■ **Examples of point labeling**
....
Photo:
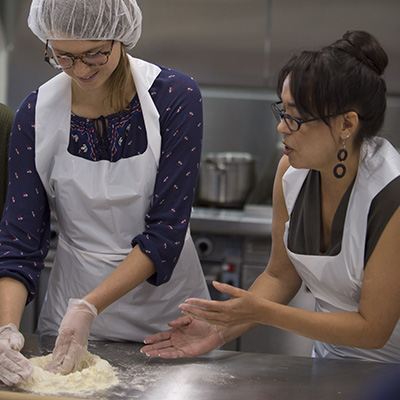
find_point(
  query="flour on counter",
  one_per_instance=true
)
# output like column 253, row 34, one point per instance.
column 93, row 374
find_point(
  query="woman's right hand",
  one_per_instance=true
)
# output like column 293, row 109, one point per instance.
column 14, row 367
column 189, row 337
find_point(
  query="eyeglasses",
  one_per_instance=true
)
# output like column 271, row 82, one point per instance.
column 292, row 123
column 67, row 62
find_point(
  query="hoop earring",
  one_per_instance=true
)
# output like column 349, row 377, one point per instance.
column 340, row 169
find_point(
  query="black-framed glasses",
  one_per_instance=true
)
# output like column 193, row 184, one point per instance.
column 67, row 62
column 292, row 123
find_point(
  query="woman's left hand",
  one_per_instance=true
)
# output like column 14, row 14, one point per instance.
column 72, row 341
column 242, row 307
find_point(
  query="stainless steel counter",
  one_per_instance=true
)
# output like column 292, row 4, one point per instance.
column 223, row 375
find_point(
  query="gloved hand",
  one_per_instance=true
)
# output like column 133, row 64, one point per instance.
column 72, row 341
column 13, row 365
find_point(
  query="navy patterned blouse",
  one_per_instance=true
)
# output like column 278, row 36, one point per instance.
column 25, row 226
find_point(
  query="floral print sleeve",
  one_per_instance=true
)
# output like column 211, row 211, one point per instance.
column 179, row 103
column 25, row 226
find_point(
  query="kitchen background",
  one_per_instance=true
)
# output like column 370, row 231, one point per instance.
column 233, row 49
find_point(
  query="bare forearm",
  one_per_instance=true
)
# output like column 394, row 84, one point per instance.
column 13, row 295
column 134, row 270
column 341, row 328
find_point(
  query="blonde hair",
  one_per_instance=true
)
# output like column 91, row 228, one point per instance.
column 117, row 84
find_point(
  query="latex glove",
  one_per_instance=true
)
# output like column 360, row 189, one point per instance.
column 73, row 334
column 14, row 367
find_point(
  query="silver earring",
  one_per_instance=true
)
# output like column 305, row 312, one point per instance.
column 340, row 169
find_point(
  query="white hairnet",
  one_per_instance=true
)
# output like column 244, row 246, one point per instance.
column 119, row 20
....
■ **AIM OF THE TASK**
Copy the lines above word for word, from the first one through the line containing "column 233, row 49", and leave out the pictures.

■ **EXERCISE SOLUTION**
Photo:
find_point(
  query="flour on counter",
  one_per_instance=true
)
# output like column 253, row 34, one point per instance.
column 93, row 374
find_point(
  query="woman's right hand",
  one_per_instance=true
)
# output like column 293, row 109, one point per instance.
column 14, row 367
column 189, row 337
find_point(
  query="eyeglasses",
  one_per_instance=true
)
# output like column 271, row 82, one point per instance.
column 292, row 123
column 67, row 62
find_point(
  query="hoop earring",
  one_per_instance=true
)
# output like column 349, row 377, one point per instance.
column 340, row 169
find_point(
  query="black-framed glasses",
  one_per_instance=true
)
# output like column 193, row 184, one point per instance.
column 67, row 62
column 292, row 123
find_point(
  query="woman's left hand",
  one_per_instance=true
)
# output like column 14, row 14, one point per instance.
column 72, row 341
column 242, row 307
find_point(
  query="stainless steel counter",
  one_per_instance=true
)
# output like column 292, row 4, one point per instance.
column 223, row 375
find_point(
  query="gloved hand",
  one_per_instance=true
)
# output like column 133, row 64, one point per instance.
column 72, row 341
column 13, row 365
find_point(
  query="navy patterned blouse",
  one_per_instance=true
)
# output like column 278, row 36, one point per instance.
column 25, row 226
find_point(
  query="floral print sleeve",
  one_per_instance=true
)
# output like column 211, row 211, one point per instance.
column 179, row 103
column 25, row 226
find_point(
  query="kitchen background",
  one_per_instance=true
)
# output like column 370, row 231, one point per instance.
column 233, row 49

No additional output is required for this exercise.